**OBJECTIVE:** Please report every line below that contains the word "plastic", copying each such line in full.

|---|

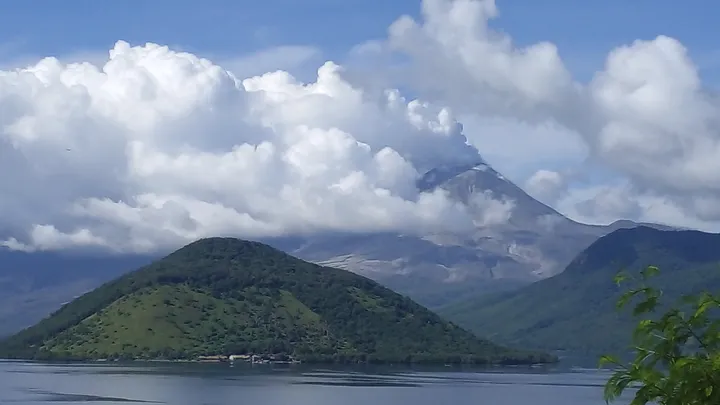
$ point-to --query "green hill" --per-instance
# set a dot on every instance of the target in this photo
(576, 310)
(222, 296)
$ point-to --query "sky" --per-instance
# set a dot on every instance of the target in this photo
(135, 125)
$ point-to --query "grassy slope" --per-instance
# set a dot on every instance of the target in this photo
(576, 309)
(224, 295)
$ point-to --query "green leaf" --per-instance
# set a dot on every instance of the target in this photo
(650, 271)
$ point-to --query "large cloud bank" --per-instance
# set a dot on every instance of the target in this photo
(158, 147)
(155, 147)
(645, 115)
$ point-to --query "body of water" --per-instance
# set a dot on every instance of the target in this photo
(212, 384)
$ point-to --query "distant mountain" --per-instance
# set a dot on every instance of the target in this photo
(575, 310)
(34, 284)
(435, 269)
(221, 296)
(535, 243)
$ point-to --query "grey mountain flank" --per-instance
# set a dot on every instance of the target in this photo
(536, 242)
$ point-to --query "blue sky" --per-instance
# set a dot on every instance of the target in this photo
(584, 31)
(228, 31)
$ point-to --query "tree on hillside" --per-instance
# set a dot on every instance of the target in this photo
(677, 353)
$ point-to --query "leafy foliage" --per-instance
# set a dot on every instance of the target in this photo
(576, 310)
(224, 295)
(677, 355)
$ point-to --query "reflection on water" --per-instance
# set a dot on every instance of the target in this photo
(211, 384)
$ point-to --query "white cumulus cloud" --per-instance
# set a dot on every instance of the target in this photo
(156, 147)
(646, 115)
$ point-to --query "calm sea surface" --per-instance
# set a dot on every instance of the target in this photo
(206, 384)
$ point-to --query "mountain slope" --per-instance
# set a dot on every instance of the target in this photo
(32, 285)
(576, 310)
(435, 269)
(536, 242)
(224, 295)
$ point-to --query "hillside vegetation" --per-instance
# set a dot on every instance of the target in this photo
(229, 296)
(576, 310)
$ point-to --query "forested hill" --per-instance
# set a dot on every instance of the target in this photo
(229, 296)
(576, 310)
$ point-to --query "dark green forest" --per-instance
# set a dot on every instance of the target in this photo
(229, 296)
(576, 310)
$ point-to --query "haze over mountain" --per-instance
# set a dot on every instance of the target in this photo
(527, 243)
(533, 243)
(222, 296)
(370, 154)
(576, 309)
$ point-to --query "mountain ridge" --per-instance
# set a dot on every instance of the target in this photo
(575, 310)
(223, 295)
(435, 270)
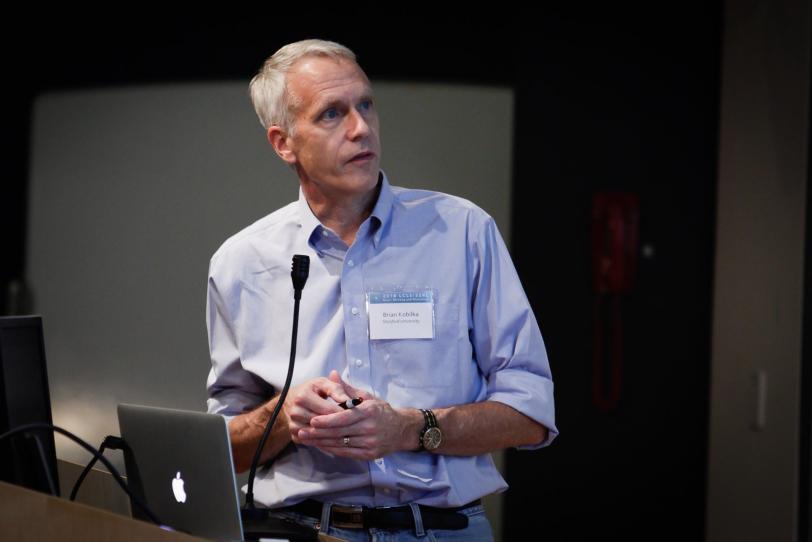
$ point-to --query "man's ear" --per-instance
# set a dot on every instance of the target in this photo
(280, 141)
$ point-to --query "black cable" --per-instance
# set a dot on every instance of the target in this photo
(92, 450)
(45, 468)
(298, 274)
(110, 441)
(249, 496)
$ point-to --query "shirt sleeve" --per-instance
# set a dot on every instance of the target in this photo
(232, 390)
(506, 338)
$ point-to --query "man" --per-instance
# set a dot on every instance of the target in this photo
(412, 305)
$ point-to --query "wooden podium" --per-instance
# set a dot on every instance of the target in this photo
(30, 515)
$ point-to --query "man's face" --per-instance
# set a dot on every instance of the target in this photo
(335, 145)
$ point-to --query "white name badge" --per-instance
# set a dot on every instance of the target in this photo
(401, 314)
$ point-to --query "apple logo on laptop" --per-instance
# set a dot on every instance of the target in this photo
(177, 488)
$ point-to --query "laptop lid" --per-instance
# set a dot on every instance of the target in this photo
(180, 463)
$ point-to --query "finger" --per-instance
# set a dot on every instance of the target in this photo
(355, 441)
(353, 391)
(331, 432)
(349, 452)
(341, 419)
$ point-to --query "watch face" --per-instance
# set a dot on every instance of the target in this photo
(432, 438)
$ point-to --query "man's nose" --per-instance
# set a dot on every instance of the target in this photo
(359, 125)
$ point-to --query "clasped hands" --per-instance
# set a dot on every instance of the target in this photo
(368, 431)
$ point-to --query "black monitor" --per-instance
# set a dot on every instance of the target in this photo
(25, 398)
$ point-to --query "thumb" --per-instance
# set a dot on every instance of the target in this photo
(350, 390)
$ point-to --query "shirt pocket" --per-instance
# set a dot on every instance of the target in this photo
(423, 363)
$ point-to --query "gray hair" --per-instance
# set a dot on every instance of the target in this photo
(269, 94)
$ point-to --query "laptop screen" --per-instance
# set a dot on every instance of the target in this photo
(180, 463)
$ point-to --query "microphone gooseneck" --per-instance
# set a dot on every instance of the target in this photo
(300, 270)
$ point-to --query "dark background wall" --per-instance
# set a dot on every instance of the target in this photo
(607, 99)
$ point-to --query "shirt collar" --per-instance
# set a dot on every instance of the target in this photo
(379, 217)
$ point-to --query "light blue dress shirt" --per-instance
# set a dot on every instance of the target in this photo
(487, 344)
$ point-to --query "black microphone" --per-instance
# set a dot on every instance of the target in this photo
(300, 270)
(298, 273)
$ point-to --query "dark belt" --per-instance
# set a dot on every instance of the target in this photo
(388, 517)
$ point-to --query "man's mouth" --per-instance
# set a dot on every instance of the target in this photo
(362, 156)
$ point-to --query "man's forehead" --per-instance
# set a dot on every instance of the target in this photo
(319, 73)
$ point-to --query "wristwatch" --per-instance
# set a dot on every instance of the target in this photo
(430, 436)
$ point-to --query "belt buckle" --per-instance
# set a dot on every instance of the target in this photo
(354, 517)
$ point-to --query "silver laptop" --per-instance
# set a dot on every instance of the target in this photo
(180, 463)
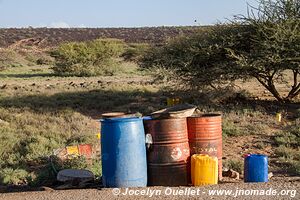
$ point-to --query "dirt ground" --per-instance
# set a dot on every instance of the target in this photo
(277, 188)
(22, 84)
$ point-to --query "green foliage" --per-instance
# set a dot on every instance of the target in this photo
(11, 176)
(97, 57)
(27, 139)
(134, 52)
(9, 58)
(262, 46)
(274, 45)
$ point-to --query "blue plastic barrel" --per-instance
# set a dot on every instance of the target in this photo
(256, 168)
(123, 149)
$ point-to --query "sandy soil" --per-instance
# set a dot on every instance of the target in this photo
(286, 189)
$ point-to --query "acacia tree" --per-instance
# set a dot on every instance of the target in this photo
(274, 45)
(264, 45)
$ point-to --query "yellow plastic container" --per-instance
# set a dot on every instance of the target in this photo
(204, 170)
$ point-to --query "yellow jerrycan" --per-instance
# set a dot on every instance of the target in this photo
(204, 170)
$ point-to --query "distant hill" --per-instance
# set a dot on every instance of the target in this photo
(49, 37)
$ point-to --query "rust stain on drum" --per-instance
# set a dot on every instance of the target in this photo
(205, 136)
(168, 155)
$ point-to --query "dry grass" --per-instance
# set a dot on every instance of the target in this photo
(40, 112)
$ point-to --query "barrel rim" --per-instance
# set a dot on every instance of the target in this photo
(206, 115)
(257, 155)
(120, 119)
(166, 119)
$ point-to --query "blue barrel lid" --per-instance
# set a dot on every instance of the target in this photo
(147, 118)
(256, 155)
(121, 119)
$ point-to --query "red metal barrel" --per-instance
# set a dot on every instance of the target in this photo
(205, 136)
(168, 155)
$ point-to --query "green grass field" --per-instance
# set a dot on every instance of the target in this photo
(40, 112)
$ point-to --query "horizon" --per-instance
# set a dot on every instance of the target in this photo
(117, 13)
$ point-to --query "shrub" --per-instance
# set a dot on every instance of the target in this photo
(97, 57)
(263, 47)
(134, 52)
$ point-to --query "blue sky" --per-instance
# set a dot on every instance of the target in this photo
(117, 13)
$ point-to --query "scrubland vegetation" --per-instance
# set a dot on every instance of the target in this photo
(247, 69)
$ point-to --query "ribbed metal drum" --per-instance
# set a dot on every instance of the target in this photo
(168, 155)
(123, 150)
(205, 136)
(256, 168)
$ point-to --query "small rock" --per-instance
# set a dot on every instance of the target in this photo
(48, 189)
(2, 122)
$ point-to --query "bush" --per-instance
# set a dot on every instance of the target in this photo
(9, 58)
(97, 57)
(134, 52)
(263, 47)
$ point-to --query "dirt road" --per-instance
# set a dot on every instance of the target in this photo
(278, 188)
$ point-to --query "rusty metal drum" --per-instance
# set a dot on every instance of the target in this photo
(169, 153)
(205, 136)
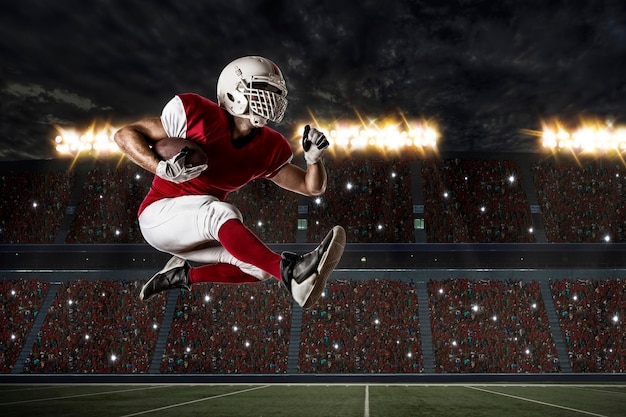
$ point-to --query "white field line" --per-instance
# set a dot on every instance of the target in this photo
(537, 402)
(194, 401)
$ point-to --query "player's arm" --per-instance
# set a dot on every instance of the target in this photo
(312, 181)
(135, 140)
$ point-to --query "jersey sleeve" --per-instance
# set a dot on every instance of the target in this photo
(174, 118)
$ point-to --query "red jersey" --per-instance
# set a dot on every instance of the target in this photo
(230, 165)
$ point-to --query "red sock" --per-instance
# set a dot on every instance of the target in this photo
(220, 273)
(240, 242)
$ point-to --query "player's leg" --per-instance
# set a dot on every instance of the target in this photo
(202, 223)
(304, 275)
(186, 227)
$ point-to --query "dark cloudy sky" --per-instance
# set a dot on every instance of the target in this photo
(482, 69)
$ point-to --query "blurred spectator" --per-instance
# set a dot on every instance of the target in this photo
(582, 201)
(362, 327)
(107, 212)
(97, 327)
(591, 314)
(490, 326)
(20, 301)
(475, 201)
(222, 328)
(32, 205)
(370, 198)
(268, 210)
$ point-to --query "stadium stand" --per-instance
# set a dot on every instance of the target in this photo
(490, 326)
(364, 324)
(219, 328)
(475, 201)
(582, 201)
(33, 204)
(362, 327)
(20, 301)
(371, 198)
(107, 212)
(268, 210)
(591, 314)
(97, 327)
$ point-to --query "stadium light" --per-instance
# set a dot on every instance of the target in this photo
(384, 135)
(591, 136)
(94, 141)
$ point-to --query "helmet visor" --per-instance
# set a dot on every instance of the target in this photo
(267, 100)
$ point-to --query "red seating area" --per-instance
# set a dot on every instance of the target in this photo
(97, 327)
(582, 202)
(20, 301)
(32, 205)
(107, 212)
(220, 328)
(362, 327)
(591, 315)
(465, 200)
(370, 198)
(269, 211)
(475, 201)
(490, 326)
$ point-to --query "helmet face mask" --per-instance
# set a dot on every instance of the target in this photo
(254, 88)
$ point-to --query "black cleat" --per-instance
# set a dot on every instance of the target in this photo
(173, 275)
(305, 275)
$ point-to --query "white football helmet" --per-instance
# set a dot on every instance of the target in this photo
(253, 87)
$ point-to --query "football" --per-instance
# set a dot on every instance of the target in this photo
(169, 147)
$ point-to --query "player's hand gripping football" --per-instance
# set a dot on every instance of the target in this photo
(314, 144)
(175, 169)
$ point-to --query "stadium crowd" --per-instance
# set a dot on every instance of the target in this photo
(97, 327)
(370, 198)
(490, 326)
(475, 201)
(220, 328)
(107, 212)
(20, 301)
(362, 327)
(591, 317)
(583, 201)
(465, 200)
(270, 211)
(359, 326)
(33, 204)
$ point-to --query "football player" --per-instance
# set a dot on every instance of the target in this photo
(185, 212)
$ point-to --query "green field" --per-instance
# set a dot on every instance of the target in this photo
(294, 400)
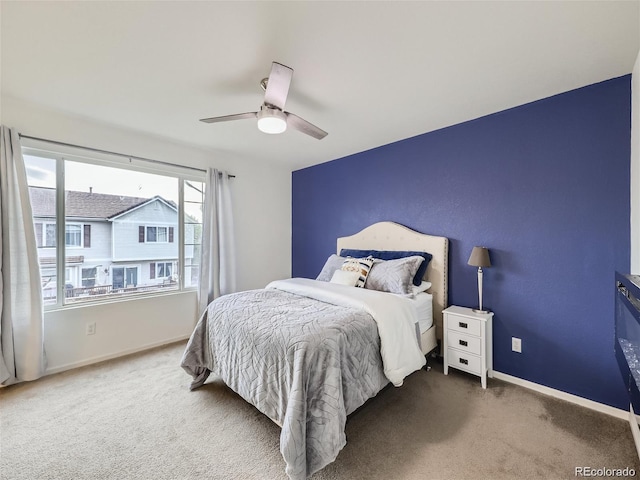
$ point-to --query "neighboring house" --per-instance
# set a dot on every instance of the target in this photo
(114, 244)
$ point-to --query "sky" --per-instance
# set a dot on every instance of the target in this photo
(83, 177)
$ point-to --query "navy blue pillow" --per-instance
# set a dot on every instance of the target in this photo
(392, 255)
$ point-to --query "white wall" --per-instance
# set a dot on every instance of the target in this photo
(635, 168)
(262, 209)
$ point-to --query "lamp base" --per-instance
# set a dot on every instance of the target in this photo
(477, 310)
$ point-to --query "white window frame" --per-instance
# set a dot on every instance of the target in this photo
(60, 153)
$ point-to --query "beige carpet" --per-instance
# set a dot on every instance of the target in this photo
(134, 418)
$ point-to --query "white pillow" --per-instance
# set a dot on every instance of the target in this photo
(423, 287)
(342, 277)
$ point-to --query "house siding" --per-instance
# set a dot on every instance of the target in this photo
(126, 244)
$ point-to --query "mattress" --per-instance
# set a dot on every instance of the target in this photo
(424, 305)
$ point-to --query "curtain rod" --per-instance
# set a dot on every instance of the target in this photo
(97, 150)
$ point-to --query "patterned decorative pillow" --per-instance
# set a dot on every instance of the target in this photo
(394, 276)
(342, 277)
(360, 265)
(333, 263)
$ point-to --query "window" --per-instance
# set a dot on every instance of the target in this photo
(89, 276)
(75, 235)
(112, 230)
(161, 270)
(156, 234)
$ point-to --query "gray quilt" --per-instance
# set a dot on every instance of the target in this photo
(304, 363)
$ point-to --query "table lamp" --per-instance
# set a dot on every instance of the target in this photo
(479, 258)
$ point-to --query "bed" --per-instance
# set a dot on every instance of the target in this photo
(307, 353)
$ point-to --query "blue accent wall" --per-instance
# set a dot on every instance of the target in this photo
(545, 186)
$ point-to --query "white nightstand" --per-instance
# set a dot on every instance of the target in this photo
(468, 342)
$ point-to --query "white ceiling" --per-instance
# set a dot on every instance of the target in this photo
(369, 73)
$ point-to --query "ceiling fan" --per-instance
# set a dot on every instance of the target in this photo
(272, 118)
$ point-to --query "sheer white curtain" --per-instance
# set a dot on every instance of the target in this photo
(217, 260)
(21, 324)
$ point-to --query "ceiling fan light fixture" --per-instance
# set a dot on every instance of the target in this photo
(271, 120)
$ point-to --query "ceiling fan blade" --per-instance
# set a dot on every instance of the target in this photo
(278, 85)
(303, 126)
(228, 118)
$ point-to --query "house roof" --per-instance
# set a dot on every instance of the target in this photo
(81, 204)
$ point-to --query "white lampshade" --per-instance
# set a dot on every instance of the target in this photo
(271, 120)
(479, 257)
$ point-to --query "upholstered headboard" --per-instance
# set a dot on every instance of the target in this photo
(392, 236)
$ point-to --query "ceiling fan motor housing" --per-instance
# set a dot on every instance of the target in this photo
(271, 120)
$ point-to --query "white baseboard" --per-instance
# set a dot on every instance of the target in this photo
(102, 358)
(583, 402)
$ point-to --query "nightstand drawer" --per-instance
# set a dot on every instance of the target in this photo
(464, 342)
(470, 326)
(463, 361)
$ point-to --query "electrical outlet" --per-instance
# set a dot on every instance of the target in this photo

|---|

**SOLUTION TO THE PROBLEM:**
$ point-to --query "blue plastic barrel" --per-instance
$ point-to --query "yellow plastic container" --per-instance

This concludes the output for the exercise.